▶ [Problem statement]: List every filter name used in the filters page below.

▶ [Text segment]:
::::
Filters

Filters provide a powerful way to transform and select data in expressions. Inspired by Unix pipes and JQ, filters let you chain operations to process inputs, parameter values, and other data.

Overview

A filter is a reusable transformation that can be applied to data using the pipe operator |. Filters can:

  • Select items based on criteria (e.g., by file type)

  • Transform data structures (e.g., extract field values)

  • Aggregate information (e.g., count by type)

Example:

tasks:
  - name: compile
    needs: [find_sources]
    consumes: [std.FileSet]
    with:
      sv_files:
        value: "${{ inputs | by_filetype('.sv') }}"

The expression inputs | by_filetype('.sv') pipes the inputs array through the by_filetype filter, which returns only items with .sv extensions.

Using Filters

Basic Usage

Apply a filter using the pipe operator:

# Filter by file extension
sv_files: "${{ inputs | by_filetype('.sv') }}"

# Filter by type
filesets: "${{ inputs | by_type('std.FileSet') }}"

# Get all paths
all_paths: "${{ inputs | paths }}"
::::
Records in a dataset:

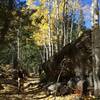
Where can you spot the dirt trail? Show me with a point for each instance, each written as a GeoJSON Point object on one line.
{"type": "Point", "coordinates": [31, 92]}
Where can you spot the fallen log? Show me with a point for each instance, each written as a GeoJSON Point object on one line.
{"type": "Point", "coordinates": [75, 57]}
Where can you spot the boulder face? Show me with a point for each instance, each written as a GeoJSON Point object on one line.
{"type": "Point", "coordinates": [74, 60]}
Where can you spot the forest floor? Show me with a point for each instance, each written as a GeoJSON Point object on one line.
{"type": "Point", "coordinates": [32, 92]}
::::
▶ [Answer below]: by_filetype, by_type, paths